--- start Document extract ---
The "copy problem" is something that has been discussed at LSFMM before, French said, but things have gotten better over the last year due to efforts by Oracle, Amazon, Microsoft, and others. Things are also changing for copy operations; many of them are done to and from the cloud, which has to deal with a wide variation in network latency. At the other end, NVMe is making larger storage faster at a relatively affordable price. Meanwhile virtualization is taking more CPU, at times, because operations that might have been offloaded to network hardware are being handled by the CPU.

But copying files is one of the simplest, most intuitive operations for users; people do it all the time. He made multiple copies of his presentation slides in various locations, for example. Some of the most common utilities used are rsync, which is part of the Samba tools, scp from OpenSSH, and cp from the coreutils.
--- end Document extract ---
--- start Listing ---
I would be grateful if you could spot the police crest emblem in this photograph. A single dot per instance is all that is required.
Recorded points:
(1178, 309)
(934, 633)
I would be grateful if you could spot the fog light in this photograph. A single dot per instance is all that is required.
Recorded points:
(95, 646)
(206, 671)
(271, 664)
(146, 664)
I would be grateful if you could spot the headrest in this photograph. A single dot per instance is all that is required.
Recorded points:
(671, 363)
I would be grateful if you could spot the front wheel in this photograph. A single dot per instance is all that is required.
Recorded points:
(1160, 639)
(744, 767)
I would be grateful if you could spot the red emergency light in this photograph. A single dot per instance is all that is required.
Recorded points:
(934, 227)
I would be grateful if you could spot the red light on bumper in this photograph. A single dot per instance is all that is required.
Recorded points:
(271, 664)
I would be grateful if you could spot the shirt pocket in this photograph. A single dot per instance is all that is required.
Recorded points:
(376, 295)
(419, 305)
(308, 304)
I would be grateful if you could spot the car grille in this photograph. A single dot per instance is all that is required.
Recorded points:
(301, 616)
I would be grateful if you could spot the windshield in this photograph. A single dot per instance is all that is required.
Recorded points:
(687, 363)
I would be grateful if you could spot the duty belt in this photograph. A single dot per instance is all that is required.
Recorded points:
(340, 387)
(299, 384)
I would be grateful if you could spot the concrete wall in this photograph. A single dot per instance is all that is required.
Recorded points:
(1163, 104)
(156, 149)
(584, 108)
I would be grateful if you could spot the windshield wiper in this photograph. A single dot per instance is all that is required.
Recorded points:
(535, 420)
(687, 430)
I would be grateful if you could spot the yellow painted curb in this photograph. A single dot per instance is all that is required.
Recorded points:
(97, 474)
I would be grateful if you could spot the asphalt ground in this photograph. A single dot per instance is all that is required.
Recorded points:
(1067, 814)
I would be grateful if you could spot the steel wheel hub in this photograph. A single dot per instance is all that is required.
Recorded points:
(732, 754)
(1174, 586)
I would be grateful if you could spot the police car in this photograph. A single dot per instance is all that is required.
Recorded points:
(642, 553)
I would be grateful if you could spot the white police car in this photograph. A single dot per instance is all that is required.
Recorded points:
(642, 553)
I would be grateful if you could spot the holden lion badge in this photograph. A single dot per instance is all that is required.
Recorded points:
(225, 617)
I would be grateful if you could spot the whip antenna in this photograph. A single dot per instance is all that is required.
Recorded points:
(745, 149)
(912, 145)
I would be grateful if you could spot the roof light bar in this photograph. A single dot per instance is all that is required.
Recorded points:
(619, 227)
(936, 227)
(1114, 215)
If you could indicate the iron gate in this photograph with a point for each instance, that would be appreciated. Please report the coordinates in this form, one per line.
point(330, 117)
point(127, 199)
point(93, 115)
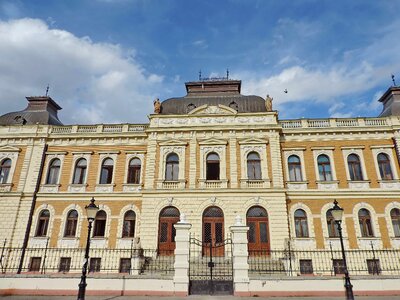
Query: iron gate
point(210, 268)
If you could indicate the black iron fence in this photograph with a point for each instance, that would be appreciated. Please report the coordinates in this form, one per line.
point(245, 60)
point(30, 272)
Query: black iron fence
point(323, 262)
point(102, 261)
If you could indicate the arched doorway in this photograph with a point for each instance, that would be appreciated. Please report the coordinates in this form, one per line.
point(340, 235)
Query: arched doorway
point(213, 231)
point(166, 230)
point(258, 235)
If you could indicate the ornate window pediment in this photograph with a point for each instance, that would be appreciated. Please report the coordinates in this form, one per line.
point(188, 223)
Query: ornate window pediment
point(213, 110)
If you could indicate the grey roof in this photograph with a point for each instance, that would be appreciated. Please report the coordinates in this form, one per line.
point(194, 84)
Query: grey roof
point(243, 104)
point(40, 110)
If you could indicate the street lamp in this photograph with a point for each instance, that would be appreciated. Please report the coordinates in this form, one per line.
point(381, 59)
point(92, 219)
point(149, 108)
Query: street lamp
point(91, 211)
point(337, 213)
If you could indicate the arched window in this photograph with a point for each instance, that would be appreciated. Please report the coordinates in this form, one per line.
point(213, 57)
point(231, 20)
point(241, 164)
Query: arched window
point(258, 234)
point(294, 168)
point(332, 226)
point(5, 166)
point(107, 169)
point(300, 223)
point(395, 216)
point(364, 218)
point(80, 171)
point(253, 166)
point(353, 162)
point(384, 167)
point(43, 223)
point(100, 224)
point(324, 168)
point(128, 229)
point(71, 224)
point(134, 171)
point(212, 166)
point(172, 167)
point(54, 171)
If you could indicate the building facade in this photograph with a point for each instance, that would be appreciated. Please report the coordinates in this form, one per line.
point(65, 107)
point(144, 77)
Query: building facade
point(212, 155)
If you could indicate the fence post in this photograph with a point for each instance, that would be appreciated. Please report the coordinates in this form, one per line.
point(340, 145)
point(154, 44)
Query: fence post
point(181, 265)
point(240, 255)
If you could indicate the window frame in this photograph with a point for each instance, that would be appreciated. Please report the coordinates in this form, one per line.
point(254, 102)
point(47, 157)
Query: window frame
point(71, 224)
point(53, 172)
point(303, 223)
point(134, 171)
point(5, 171)
point(172, 167)
point(386, 163)
point(297, 166)
point(256, 166)
point(107, 168)
point(43, 222)
point(322, 167)
point(100, 224)
point(82, 171)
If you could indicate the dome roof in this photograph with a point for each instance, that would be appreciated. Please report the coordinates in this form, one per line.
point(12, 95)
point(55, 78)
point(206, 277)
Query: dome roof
point(213, 93)
point(40, 110)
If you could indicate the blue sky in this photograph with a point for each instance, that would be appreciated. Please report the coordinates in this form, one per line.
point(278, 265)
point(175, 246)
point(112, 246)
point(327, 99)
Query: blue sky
point(106, 60)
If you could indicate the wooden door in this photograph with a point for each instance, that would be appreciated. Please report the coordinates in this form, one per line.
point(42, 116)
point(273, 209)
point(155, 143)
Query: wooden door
point(166, 231)
point(213, 232)
point(258, 235)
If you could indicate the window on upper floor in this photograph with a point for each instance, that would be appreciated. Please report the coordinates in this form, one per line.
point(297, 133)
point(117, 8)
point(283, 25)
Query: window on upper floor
point(53, 172)
point(353, 162)
point(294, 166)
point(212, 163)
point(71, 223)
point(172, 167)
point(107, 169)
point(5, 167)
point(80, 171)
point(332, 226)
point(100, 224)
point(395, 216)
point(385, 169)
point(253, 166)
point(324, 168)
point(43, 223)
point(364, 218)
point(134, 171)
point(300, 223)
point(128, 228)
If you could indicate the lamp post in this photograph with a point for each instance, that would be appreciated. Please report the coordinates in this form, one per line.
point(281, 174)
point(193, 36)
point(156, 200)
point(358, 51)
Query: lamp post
point(337, 213)
point(91, 211)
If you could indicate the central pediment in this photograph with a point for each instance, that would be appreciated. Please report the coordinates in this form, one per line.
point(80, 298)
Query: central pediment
point(213, 110)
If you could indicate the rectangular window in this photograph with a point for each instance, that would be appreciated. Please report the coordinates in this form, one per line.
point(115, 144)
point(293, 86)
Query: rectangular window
point(95, 265)
point(306, 266)
point(125, 265)
point(338, 266)
point(34, 266)
point(65, 264)
point(374, 266)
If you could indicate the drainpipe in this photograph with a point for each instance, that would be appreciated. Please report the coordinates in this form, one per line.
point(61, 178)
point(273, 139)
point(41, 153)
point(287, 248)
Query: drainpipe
point(29, 224)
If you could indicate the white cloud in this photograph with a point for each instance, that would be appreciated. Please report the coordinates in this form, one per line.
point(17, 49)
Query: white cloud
point(93, 82)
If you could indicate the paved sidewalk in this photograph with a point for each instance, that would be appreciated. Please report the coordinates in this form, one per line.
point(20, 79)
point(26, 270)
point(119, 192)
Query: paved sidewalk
point(189, 297)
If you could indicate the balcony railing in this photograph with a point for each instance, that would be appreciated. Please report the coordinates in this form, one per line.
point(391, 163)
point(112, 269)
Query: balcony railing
point(335, 123)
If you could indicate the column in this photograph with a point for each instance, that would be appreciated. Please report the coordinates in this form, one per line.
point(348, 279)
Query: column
point(240, 255)
point(181, 265)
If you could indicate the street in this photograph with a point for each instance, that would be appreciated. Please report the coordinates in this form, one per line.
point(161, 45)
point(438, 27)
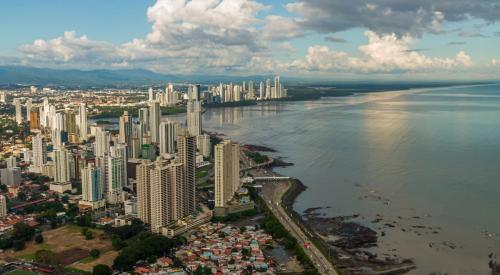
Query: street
point(272, 193)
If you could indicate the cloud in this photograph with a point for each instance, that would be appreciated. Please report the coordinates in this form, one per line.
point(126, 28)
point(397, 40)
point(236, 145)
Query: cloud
point(335, 39)
point(69, 48)
point(475, 33)
point(382, 54)
point(232, 36)
point(389, 16)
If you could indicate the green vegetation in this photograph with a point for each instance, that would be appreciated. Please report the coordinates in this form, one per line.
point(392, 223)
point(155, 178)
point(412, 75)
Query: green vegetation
point(102, 269)
point(115, 111)
point(235, 216)
point(95, 253)
point(20, 272)
point(145, 246)
point(46, 257)
point(10, 128)
point(232, 104)
point(256, 157)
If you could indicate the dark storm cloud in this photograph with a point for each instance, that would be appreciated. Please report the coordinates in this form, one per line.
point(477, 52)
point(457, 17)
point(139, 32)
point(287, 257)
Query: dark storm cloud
point(387, 16)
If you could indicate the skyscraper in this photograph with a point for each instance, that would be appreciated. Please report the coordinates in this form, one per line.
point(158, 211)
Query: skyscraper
point(102, 140)
point(144, 191)
point(168, 137)
point(227, 171)
point(154, 120)
point(194, 122)
point(144, 120)
point(186, 151)
point(268, 89)
point(19, 114)
point(39, 152)
point(62, 166)
point(150, 94)
point(3, 206)
point(261, 90)
point(117, 173)
point(125, 131)
point(204, 145)
point(28, 109)
point(166, 195)
point(34, 120)
point(82, 121)
point(91, 184)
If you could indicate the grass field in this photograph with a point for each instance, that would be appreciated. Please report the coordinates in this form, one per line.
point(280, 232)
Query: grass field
point(67, 238)
point(20, 272)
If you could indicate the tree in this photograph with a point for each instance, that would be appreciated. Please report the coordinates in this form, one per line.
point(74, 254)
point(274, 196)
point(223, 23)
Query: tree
point(102, 269)
point(23, 232)
point(46, 257)
point(18, 245)
point(39, 238)
point(95, 253)
point(89, 235)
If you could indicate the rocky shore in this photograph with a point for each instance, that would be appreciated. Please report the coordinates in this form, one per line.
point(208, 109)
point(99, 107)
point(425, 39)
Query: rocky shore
point(341, 238)
point(346, 242)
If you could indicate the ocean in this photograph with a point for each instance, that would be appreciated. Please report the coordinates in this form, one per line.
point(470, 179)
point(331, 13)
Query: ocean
point(426, 160)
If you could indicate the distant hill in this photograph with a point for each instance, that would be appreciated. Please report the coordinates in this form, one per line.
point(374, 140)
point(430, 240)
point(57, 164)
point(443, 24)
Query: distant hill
point(14, 75)
point(19, 75)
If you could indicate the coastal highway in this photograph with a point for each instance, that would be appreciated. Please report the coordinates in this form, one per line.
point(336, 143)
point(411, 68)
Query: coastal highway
point(272, 194)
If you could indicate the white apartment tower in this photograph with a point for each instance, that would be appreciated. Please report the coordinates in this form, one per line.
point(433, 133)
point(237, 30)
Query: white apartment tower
point(154, 120)
point(19, 114)
point(82, 121)
point(194, 122)
point(227, 171)
point(168, 137)
point(62, 166)
point(3, 206)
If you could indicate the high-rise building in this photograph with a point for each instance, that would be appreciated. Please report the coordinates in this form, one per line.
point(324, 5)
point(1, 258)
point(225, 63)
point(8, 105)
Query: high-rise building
point(39, 152)
point(167, 202)
point(28, 109)
point(3, 206)
point(11, 176)
point(261, 90)
point(102, 141)
point(168, 137)
point(186, 152)
point(62, 166)
point(194, 122)
point(34, 119)
point(19, 114)
point(154, 120)
point(144, 120)
point(144, 191)
point(204, 145)
point(91, 184)
point(150, 94)
point(11, 162)
point(125, 130)
point(117, 173)
point(82, 121)
point(227, 171)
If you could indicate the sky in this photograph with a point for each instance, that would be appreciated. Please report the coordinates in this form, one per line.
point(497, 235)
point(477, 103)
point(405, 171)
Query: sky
point(331, 39)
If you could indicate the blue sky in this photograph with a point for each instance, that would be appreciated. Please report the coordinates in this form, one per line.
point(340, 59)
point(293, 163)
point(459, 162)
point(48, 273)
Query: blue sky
point(325, 38)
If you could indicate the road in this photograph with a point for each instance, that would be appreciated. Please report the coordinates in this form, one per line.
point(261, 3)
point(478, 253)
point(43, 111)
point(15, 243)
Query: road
point(272, 194)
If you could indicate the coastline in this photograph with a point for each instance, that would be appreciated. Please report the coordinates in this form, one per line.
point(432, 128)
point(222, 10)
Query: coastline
point(347, 245)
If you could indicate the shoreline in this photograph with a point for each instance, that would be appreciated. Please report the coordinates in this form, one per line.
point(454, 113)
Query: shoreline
point(349, 251)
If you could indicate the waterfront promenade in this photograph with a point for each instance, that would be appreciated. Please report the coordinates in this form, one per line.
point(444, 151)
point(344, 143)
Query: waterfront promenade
point(272, 193)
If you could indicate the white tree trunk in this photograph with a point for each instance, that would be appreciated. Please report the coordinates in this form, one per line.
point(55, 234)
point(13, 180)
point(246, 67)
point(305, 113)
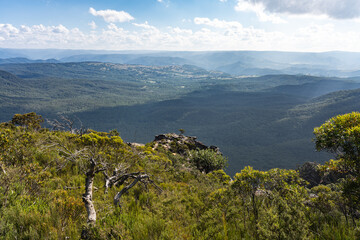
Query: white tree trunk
point(87, 196)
--- end Listing ---
### [Task instructions]
Please turn the paragraph beginning "But copying files is one" in the file-copying text into a brief list that keeps its main facts.

### [Correct response]
- Copying files is one of the simplest and most intuitive operations for users, and people do it all the time.
- For example, French made multiple copies of his presentation slides in various locations.
- Common copying utilities include rsync (part of the Samba tools), scp (from OpenSSH) and cp (from the coreutils).